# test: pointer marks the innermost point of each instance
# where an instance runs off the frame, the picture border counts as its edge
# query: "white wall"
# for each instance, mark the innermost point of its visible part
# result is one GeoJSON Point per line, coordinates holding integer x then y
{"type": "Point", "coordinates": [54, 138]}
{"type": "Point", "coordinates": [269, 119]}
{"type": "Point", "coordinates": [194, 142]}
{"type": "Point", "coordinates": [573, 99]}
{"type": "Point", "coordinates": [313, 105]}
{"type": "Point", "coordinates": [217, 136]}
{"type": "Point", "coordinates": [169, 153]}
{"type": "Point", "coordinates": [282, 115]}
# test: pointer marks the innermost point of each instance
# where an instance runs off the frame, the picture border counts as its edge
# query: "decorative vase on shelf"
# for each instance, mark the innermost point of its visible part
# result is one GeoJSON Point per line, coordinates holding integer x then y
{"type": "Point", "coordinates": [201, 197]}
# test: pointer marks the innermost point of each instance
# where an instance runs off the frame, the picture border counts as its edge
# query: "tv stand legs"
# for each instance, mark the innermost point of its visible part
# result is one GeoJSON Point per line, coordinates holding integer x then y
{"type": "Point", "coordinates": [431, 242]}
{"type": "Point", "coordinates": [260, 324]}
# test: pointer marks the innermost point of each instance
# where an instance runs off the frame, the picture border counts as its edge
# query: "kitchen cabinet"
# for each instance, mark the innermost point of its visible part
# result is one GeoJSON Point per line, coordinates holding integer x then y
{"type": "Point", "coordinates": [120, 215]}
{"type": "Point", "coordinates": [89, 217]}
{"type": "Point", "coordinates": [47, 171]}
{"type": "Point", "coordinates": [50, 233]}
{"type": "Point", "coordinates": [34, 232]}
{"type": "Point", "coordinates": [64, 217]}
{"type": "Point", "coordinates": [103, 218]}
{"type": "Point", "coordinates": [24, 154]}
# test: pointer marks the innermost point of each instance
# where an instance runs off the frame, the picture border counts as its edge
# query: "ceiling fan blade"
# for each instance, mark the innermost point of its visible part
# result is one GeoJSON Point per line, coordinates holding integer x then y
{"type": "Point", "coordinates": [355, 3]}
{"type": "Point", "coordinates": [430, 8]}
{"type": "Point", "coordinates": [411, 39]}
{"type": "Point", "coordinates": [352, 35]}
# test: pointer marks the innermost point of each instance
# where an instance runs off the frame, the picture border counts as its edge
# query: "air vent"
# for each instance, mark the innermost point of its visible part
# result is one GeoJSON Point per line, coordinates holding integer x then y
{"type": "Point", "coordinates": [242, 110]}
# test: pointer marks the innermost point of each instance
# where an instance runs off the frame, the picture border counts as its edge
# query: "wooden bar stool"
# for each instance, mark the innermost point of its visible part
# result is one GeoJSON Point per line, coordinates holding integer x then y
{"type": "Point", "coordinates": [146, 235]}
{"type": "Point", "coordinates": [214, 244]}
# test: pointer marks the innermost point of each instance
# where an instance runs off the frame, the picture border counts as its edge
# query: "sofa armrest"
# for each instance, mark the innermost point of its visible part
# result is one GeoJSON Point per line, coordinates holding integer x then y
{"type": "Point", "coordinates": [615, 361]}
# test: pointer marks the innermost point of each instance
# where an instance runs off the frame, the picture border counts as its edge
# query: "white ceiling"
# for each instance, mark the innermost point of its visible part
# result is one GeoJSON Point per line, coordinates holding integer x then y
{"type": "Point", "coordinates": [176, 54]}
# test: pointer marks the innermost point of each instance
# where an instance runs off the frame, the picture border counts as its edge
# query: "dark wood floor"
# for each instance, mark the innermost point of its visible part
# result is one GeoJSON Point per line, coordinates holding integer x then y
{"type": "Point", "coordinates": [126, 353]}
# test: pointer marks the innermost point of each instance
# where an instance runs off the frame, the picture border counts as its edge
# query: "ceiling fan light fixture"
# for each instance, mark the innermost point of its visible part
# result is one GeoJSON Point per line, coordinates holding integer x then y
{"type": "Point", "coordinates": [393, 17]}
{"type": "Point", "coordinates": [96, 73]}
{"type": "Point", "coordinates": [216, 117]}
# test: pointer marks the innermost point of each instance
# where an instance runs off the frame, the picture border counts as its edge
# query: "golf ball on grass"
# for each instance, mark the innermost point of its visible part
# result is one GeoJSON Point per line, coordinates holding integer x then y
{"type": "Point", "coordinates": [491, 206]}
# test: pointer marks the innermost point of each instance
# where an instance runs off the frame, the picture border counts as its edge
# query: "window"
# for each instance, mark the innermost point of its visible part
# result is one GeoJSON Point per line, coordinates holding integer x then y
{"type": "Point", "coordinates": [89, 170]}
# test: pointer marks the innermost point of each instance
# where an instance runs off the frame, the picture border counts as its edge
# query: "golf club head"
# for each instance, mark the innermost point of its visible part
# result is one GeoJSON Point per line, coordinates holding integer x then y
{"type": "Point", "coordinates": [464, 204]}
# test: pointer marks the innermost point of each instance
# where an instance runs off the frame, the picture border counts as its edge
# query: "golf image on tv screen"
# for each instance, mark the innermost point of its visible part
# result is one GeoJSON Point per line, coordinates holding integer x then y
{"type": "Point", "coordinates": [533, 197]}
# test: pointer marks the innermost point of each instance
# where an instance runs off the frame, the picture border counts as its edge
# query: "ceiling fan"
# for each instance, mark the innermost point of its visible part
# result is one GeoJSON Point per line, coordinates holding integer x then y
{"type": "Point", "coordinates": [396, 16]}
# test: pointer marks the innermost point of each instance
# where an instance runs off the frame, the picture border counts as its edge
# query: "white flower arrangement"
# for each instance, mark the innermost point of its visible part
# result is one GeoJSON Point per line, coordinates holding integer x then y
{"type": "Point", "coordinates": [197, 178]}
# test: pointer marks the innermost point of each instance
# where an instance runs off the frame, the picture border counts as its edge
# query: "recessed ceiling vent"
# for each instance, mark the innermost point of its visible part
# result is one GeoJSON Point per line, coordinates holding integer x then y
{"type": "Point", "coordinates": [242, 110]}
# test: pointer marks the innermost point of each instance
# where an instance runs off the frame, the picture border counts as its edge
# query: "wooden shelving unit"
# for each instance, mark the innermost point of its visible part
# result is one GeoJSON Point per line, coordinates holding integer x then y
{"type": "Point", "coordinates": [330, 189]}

• _Aim of the task_
The full listing, repeated exactly, is the expected answer.

• _Answer_
# test: pointer marks the innermost point of each instance
# where an instance runs off the frame, the picture border counts as its edge
# query: "white wall"
# for each instance, mark the innermost point of its visible part
# result is one GeoJSON Point per line, coordinates holding integer x then y
{"type": "Point", "coordinates": [54, 138]}
{"type": "Point", "coordinates": [269, 119]}
{"type": "Point", "coordinates": [194, 142]}
{"type": "Point", "coordinates": [573, 99]}
{"type": "Point", "coordinates": [313, 105]}
{"type": "Point", "coordinates": [217, 136]}
{"type": "Point", "coordinates": [169, 153]}
{"type": "Point", "coordinates": [282, 115]}
# test: pointer marks the innermost point of each instance
# where an instance runs off the frame, the picture border counts as its edge
# query: "decorative vase on shelf"
# for each instance, mark the innermost point of its visible part
# result is one GeoJSON Point per line, coordinates holding integer x then y
{"type": "Point", "coordinates": [201, 197]}
# test: pointer marks the innermost point of each instance
# where an instance runs off the frame, the picture border counts as its edge
# query: "tv stand legs"
# for each instance, mark the innermost point of its visible part
# result is one GeoJSON Point per line, coordinates holding integer x then y
{"type": "Point", "coordinates": [431, 242]}
{"type": "Point", "coordinates": [260, 324]}
# test: pointer marks the innermost point of each instance
# where an instance runs off the frame, the picture border counts as its edge
# query: "kitchen cabinet"
# for each instance, mark the innermost point of its visible part
# result is one GeoJSON Point per line, coordinates holding integer x then y
{"type": "Point", "coordinates": [120, 215]}
{"type": "Point", "coordinates": [89, 217]}
{"type": "Point", "coordinates": [47, 171]}
{"type": "Point", "coordinates": [50, 233]}
{"type": "Point", "coordinates": [34, 232]}
{"type": "Point", "coordinates": [64, 217]}
{"type": "Point", "coordinates": [103, 218]}
{"type": "Point", "coordinates": [24, 154]}
# test: pointer marks the innermost point of each instance
# where an instance runs off the frame, the picture border counts as its edge
# query: "ceiling fan blade"
# for each instance, mark the innermost point of its visible part
# result is one GeoJSON Point per line, coordinates holding integer x then y
{"type": "Point", "coordinates": [355, 3]}
{"type": "Point", "coordinates": [430, 8]}
{"type": "Point", "coordinates": [411, 39]}
{"type": "Point", "coordinates": [352, 35]}
# test: pointer marks the innermost point of each instance
# where an instance runs off the frame, the picture border counts as its edge
# query: "air vent"
# for each instance, mark the innermost point of its visible part
# result is one GeoJSON Point per line, coordinates holding integer x then y
{"type": "Point", "coordinates": [242, 110]}
# test: pointer marks the innermost point of each instance
# where an instance runs off the frame, the picture border counts as its edge
# query: "wooden bar stool"
# for each instance, mark the innermost point of its visible part
# result is one GeoJSON Point per line, coordinates holding integer x then y
{"type": "Point", "coordinates": [146, 235]}
{"type": "Point", "coordinates": [214, 244]}
# test: pointer marks the innermost point of each instance
# where an instance runs off the frame, the picture border counts as its edge
# query: "sofa armrest"
# for each instance, mark the innermost point of its visible part
# result is one GeoJSON Point per line, coordinates holding integer x then y
{"type": "Point", "coordinates": [615, 361]}
# test: pointer marks the innermost point of each instance
# where an instance runs off the frame, the picture border counts as its edge
# query: "white ceiling"
# for each instance, mark the innermost point of its visible part
# result is one GeoJSON Point per line, coordinates holding integer x then y
{"type": "Point", "coordinates": [176, 54]}
# test: pointer marks the innermost point of each instance
# where an instance runs off the frame, the picture border counts as its edge
# query: "dark wood floor"
# for each instance, mark the innermost point of its visible part
# result is one GeoJSON Point per line, coordinates holding integer x then y
{"type": "Point", "coordinates": [126, 353]}
# test: pointer marks the innermost point of each instance
# where an instance runs off the frame, the picture border counts as its edge
# query: "ceiling fan light fixture"
# for each instance, mark the innermost point of its visible part
# result is one GeoJSON Point per line, coordinates holding integer x then y
{"type": "Point", "coordinates": [393, 17]}
{"type": "Point", "coordinates": [96, 73]}
{"type": "Point", "coordinates": [216, 117]}
# test: pointer marks the innermost point of each instance
# where an instance runs off the frame, the picture border counts as its edge
# query: "golf ball on grass"
# for each instance, mark the innermost point of its visible part
# result is one GeoJSON Point per line, coordinates holding integer x then y
{"type": "Point", "coordinates": [491, 206]}
# test: pointer marks the innermost point of each instance
# where an instance runs off the frame, the picture border counts as its edge
# query: "window"
# for each instance, mark the innermost point of its visible part
# result is one GeoJSON Point per line, coordinates holding integer x then y
{"type": "Point", "coordinates": [89, 170]}
# test: pointer marks the innermost point of each instance
# where an instance runs off the frame, the picture border counts as its edge
# query: "golf club head"
# for each instance, mark the innermost point of its visible part
# result is one GeoJSON Point per line, coordinates holding integer x then y
{"type": "Point", "coordinates": [464, 204]}
# test: pointer marks the innermost point of each instance
# where an instance runs off the frame, the picture border counts as its edge
# query: "golf image on tv screen"
# for each instance, mark the innermost point of its visible part
# result is one GeoJSON Point per line, coordinates holding integer x then y
{"type": "Point", "coordinates": [533, 197]}
# test: pointer marks the innermost point of each instance
# where an instance runs off the frame, the picture border counts as its edge
# query: "ceiling fan"
# for each instance, mark the innermost point of its visible part
# result is one GeoJSON Point per line, coordinates holding integer x then y
{"type": "Point", "coordinates": [396, 16]}
# test: pointer marks the innermost point of each instance
# where an instance runs off the frame, the picture border counts as its edge
# query: "white flower arrangement"
# for each instance, mark the innermost point of its visible part
# result is one GeoJSON Point per line, coordinates holding integer x then y
{"type": "Point", "coordinates": [197, 178]}
# test: pointer marks the innermost point of each instance
# where an instance runs off the frame, the picture border counts as its edge
# query: "recessed ceiling vent"
# for each instance, mark the innermost point of its visible part
# result is one GeoJSON Point per line, coordinates holding integer x then y
{"type": "Point", "coordinates": [242, 110]}
# test: pointer marks the innermost point of each instance
# where an instance runs off the frame, the picture border counts as its edge
# query: "wooden shelving unit"
# for each instance, mark the innermost point of its visible part
# result is one GeoJSON Point per line, coordinates holding integer x then y
{"type": "Point", "coordinates": [330, 189]}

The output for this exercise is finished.